-- Selected passage --

HAMILTON PLACE, LLC. In August 2004, the Partnership acquired, through this LLC, a 50% interest in a 280-unit apartment building in Watertown, Massachusetts for $56,000,000. Each investor invested approximately $8,000,000, and a 3-year mortgage of approximately $43,000,000 was obtained to finance the acquisition and improvements to the property. The loan requires minimum repayment of $7,800,000 as follows: $2,400,000, $2,400,000 and $3,000,000 at the end of years two, three and four. The Partnership anticipates selling up to one half of the units as condominiums to fund these curtailment payments. (See Note 14 to the Consolidated Financial Statements.) The maturity date can be extended for an additional two years.
HAMILTON MINUTEMAN, LLC. In August 2004, the Partnership acquired, through this LLC, a 50% interest in a 42-unit apartment building in Lexington, Massachusetts for $10,000,000. Each investor invested approximately $5,075,000 to initially fund the purchase price of the property. In October 2004, the Partnership obtained a 3-year mortgage on the property in the amount of $8,025,000 and returned $3,775,000 to the Partnership. The loan requires minimum principal payments of $1,000,000 payable $340,000 within 12 months and an additional $320,000 in year two and the remaining $320,000 within 30 months of the closing date (collectively, the "curtailment payments"). The Partnership may sell some units if necessary to make the curtailment payments. The maturity date can be extended for an additional one year. (See Note 14 to the Consolidated Financial Statements.)

-- What to do --
**1)** According to the passage on the Hamilton acquisitions, how many units does the Watertown apartment building contain?
**2)** From the passage on the Hamilton acquisitions, reproduce the portion from "HAMILTON PLACE, LLC." to "additional two years.", substituting "Waltham" for "Watertown".

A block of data
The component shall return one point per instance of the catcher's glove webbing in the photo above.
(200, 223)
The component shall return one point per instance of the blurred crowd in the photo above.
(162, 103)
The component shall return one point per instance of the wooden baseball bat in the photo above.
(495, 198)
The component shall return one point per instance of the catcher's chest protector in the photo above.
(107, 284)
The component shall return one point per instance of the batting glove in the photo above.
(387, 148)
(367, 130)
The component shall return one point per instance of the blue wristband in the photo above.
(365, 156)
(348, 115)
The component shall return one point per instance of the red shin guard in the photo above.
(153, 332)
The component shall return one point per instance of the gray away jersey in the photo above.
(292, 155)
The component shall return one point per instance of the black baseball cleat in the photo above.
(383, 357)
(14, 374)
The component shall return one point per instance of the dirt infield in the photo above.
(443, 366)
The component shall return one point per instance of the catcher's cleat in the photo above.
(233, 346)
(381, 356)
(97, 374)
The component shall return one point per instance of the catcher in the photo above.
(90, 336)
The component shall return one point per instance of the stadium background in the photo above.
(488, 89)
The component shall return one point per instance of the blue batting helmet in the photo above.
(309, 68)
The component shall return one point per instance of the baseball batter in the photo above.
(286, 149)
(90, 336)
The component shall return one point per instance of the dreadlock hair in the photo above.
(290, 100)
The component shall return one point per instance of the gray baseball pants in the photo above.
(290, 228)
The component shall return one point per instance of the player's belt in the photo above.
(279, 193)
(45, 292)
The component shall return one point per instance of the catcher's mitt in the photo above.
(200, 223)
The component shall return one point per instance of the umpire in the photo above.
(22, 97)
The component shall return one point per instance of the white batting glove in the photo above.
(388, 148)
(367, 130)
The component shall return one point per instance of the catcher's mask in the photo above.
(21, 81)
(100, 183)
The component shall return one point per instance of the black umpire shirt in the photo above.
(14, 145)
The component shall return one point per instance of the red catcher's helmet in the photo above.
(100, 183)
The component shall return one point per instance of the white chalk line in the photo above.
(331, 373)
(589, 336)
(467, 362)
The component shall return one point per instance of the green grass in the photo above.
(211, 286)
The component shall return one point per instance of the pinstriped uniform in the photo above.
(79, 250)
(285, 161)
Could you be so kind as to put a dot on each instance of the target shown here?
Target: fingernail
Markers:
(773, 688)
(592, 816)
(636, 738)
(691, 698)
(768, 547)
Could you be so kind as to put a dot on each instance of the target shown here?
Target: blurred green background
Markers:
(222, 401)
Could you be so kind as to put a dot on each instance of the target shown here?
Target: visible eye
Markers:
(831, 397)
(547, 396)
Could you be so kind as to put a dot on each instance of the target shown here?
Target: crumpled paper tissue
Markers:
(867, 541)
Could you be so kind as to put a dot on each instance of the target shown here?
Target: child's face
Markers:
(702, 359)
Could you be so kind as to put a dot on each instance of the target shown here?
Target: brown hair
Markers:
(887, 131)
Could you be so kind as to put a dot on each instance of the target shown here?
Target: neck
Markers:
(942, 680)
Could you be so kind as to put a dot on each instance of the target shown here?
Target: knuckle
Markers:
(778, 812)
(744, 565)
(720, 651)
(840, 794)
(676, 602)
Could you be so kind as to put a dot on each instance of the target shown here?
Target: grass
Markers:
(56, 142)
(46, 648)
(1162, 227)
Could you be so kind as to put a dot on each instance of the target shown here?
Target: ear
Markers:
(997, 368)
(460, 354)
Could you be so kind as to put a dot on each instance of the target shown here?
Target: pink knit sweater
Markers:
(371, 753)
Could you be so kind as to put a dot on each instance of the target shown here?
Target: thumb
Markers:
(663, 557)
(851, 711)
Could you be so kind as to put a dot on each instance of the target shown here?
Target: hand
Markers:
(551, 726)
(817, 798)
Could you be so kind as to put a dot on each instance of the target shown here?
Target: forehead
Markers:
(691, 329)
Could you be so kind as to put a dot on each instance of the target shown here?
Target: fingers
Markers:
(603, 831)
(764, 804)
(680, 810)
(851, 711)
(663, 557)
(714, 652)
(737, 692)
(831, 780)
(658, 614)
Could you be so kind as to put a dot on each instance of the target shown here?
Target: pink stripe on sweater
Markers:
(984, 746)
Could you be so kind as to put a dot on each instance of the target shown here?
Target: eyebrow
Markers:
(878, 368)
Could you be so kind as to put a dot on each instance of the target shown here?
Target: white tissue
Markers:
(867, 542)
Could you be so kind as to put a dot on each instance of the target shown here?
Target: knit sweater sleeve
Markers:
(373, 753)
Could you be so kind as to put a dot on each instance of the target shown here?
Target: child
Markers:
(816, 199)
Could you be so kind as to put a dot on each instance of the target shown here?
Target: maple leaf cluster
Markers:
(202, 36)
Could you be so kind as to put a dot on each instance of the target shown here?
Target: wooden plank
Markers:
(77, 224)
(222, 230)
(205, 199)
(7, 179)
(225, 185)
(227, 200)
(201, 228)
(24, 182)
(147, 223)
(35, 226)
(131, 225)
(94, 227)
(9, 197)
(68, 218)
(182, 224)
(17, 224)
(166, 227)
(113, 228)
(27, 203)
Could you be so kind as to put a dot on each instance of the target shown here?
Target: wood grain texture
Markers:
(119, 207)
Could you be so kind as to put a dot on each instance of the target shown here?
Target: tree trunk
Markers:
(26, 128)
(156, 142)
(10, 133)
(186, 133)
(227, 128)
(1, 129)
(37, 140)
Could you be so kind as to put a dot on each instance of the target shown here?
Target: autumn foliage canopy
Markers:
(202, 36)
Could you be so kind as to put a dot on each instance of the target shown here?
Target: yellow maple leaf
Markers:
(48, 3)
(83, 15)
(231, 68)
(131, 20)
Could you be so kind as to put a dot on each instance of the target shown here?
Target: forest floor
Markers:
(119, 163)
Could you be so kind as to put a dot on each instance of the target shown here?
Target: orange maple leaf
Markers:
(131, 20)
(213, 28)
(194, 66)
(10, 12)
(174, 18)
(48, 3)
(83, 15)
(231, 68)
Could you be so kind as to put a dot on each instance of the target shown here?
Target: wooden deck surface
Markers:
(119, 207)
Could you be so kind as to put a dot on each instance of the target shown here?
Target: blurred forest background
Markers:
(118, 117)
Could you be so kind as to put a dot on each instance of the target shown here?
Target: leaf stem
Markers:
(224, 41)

-- Results in order --
**1)** 280 units.

**2)**
HAMILTON PLACE, LLC. In August 2004, the Partnership acquired, through this LLC, a 50% interest in a 280-unit apartment building in Waltham, Massachusetts for $56,000,000. Each investor invested approximately $8,000,000, and a 3-year mortgage of approximately $43,000,000 was obtained to finance the acquisition and improvements to the property. The loan requires minimum repayment of $7,800,000 as follows: $2,400,000, $2,400,000 and $3,000,000 at the end of years two, three and four. The Partnership anticipates selling up to one half of the units as condominiums to fund these curtailment payments. (See Note 14 to the Consolidated Financial Statements.) The maturity date can be extended for an additional two years.